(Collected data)
━━━

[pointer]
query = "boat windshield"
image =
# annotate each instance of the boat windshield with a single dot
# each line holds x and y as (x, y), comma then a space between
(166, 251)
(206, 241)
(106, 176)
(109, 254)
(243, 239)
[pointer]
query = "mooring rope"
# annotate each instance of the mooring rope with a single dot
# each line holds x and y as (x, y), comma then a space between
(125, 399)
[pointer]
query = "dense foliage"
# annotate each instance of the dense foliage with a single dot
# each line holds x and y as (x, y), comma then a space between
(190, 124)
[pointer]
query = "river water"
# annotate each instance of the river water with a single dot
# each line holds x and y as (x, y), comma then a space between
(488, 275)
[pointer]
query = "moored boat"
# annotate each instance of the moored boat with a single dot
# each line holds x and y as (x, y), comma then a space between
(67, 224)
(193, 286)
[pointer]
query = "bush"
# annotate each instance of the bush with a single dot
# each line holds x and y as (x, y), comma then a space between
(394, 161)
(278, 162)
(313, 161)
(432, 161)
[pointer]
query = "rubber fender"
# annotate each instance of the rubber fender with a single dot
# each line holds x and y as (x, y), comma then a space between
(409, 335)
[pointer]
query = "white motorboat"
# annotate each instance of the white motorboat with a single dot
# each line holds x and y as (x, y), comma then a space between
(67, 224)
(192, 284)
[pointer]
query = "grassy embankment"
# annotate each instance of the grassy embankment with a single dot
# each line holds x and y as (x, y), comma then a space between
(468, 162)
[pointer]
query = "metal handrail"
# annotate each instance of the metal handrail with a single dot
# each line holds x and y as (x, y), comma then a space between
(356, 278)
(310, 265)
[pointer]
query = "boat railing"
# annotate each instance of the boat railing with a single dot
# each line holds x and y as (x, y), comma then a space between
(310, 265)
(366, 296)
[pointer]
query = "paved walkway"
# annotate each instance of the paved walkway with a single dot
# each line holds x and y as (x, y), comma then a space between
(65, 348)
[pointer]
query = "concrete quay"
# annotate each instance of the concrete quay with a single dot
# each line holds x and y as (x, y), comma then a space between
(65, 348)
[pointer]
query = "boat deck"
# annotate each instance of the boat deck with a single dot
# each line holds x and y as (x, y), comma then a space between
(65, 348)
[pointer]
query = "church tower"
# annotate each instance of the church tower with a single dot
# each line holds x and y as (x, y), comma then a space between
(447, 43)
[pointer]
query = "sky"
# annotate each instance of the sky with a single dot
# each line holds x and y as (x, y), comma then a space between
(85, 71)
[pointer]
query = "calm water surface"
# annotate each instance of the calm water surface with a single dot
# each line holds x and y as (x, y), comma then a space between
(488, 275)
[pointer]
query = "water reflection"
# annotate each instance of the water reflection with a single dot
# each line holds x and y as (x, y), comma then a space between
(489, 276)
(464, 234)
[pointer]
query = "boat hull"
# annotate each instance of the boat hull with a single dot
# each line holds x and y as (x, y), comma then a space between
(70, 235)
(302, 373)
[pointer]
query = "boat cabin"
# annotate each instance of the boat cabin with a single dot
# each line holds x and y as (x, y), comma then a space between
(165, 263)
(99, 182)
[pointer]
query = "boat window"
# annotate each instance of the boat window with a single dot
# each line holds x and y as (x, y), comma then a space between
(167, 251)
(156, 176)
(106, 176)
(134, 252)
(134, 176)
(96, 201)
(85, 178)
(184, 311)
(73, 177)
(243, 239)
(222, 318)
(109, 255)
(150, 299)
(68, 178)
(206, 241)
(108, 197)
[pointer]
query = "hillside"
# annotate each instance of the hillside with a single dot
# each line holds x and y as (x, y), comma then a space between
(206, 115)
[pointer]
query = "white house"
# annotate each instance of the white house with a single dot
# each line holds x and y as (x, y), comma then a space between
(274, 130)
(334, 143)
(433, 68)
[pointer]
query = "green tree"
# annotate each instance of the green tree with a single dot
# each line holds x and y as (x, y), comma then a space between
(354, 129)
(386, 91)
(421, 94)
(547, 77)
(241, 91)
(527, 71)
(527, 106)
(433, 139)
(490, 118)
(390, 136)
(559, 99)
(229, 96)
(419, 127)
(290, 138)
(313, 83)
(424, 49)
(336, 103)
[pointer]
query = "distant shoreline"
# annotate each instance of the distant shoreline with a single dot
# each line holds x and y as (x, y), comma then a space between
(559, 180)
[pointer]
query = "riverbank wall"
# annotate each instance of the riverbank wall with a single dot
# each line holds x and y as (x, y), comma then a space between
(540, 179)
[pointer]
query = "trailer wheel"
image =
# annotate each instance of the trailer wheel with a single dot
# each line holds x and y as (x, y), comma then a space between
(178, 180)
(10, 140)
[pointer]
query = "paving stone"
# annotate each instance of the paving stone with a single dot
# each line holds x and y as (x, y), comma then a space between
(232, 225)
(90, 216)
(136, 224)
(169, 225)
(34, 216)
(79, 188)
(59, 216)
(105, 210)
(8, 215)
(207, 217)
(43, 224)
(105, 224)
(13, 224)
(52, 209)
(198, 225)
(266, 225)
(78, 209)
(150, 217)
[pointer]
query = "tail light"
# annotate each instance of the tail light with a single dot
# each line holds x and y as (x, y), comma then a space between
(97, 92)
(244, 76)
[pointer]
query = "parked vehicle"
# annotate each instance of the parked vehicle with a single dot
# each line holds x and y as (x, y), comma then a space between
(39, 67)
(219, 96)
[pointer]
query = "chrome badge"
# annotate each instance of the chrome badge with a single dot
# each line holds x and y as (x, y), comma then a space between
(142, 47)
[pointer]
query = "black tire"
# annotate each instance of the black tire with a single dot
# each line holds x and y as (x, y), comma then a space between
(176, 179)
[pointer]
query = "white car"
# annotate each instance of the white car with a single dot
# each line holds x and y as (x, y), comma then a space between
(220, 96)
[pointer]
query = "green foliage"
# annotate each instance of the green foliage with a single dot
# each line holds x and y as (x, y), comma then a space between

━━━

Short exercise:
Can you restate every record above word for word?

The result:
[pointer]
query = "boat windshield"
image =
# annotate each instance of the boat windshield with a single dot
# each line holds x and y as (x, y), comma then a space between
(166, 251)
(206, 241)
(106, 176)
(109, 254)
(243, 239)
[pointer]
query = "mooring rope"
# annotate each instance of the mooring rope with a single dot
# each line holds x and y as (x, y), comma then a space between
(125, 399)
[pointer]
query = "dense foliage"
# annotate each instance of the dense foliage with a single dot
# each line holds x and y as (x, y), comma then a space between
(190, 124)
[pointer]
query = "river water"
# annotate each instance of the river water with a single dot
# each line holds x and y as (x, y), comma then a space between
(488, 275)
[pointer]
query = "moored boat"
# annotate each instance of the moored boat with a single dot
# each line holds x and y as (x, y), comma then a space between
(67, 224)
(193, 286)
[pointer]
query = "bush"
# annotate each instance of the bush with a single dot
# each line holds x and y as (x, y), comma then a space between
(394, 161)
(278, 162)
(313, 161)
(432, 161)
[pointer]
query = "rubber fender"
# annotate each instance of the rubber fender with a single dot
# each line holds x and y as (x, y), comma then a space between
(409, 335)
[pointer]
query = "white motorboat"
# annotate each instance of the white motorboat with a single dot
# each line holds x and y as (x, y), comma then a space between
(67, 224)
(192, 284)
[pointer]
query = "grassy embankment"
# annotate each instance of the grassy embankment with a single dot
# each line holds x and y as (x, y), comma then a space between
(468, 162)
[pointer]
query = "metal handrail"
# annotate each instance of the metal handrail with a single dot
# each line holds x and y as (x, y), comma then a space between
(356, 278)
(310, 265)
[pointer]
query = "boat railing"
# annotate each instance of the boat railing with a single dot
# each line holds x and y as (x, y), comma then a space between
(310, 265)
(366, 296)
[pointer]
query = "paved walkway"
# annotate each instance of the paved walkway with a single dot
# each line holds x and y as (x, y), comma then a space between
(65, 348)
[pointer]
query = "concrete quay"
# annotate each instance of the concrete quay with a single dot
# each line holds x and y as (x, y), comma then a space between
(65, 348)
[pointer]
query = "boat deck"
# annotate each instance of the boat deck with a single dot
# each line holds x and y as (x, y), comma then a space between
(65, 348)
[pointer]
query = "church tower"
# annotate each instance of the church tower with a single dot
# each line holds x and y as (x, y), comma then a space between
(447, 43)
[pointer]
query = "sky"
# annotate each instance of the sky with a single dot
# each line holds x and y as (x, y), comma then a space between
(85, 71)
[pointer]
query = "calm water surface"
# annotate each instance of the calm water surface with a single dot
# each line holds x and y as (x, y), comma then a space between
(488, 275)
[pointer]
query = "water reflection"
# annotate each instance of the water reflection with a single dot
# each line holds x and y as (x, y), comma then a space between
(489, 276)
(464, 234)
[pointer]
query = "boat hull"
# annotate each instance of the boat hull with a single dot
# each line holds x and y as (x, y), comma then a space between
(70, 235)
(302, 373)
[pointer]
query = "boat cabin"
# annotate each instance of the boat cabin with a single dot
# each line holds x and y as (x, y), comma then a space between
(165, 263)
(99, 182)
[pointer]
query = "boat window"
# annotate each instance of the boat window with a single dot
# each line holds x and y as (x, y), comma then a space between
(167, 251)
(156, 176)
(106, 176)
(134, 252)
(134, 176)
(96, 201)
(85, 178)
(184, 311)
(73, 177)
(243, 239)
(222, 318)
(109, 255)
(150, 299)
(68, 178)
(206, 241)
(108, 197)
[pointer]
query = "hillside"
# annotate each instance of the hillside with a single dot
# each line holds x and y as (x, y), comma then a space between
(206, 115)
[pointer]
query = "white house"
# annotate each instance of the white house with a single dot
# each line holds x and y as (x, y), comma then a space between
(274, 130)
(334, 143)
(433, 68)
[pointer]
query = "green tree"
# annotate each instance of the green tree with a single dot
# each line holds x and y as (x, y), comma then a space between
(354, 129)
(386, 91)
(421, 94)
(547, 77)
(241, 91)
(527, 71)
(527, 106)
(433, 139)
(490, 118)
(390, 136)
(559, 99)
(229, 96)
(419, 127)
(290, 138)
(313, 83)
(424, 49)
(336, 103)
[pointer]
query = "distant shoreline"
# annotate each instance of the distant shoreline with a single dot
# each line holds x and y as (x, y), comma then a space between
(559, 180)
[pointer]
query = "riverbank wall"
# annotate each instance of the riverbank wall with a single dot
# each line holds x and y as (x, y), comma then a space between
(540, 179)
[pointer]
query = "trailer wheel"
image =
# annotate each instance of the trailer wheel with a single dot
# each line holds x and y as (x, y), comma then a space between
(178, 180)
(10, 140)
[pointer]
query = "paving stone"
# annotate each instance of the paving stone with a single dot
# each line holds x and y as (x, y), comma then a space between
(232, 225)
(90, 216)
(136, 224)
(169, 225)
(34, 216)
(79, 188)
(59, 216)
(105, 210)
(8, 215)
(207, 217)
(43, 224)
(105, 224)
(13, 224)
(52, 209)
(198, 225)
(266, 225)
(78, 209)
(150, 217)
[pointer]
query = "tail light"
# annotate each instance of the tail light with a single dot
# each line holds x and y as (x, y), comma then a space between
(97, 92)
(244, 76)
[pointer]
query = "parked vehicle"
# annotate each instance of the parked vehicle with a single dot
# each line holds x and y as (x, y), comma then a space between
(39, 67)
(219, 96)
[pointer]
query = "chrome badge"
# annotate each instance of the chrome badge with a single dot
# each line holds x and y as (x, y), comma then a space between
(142, 47)
[pointer]
query = "black tire"
# annotate each instance of the black tire with a single dot
# each line holds x and y as (x, y), comma then a space between
(176, 179)
[pointer]
query = "white car"
# annotate each instance of the white car with a single dot
# each line holds x and y as (x, y), comma then a space between
(220, 96)
[pointer]
query = "green foliage"
# annotate each instance of the green foliage with a single dot
# each line holds x and y as (x, y), comma then a space between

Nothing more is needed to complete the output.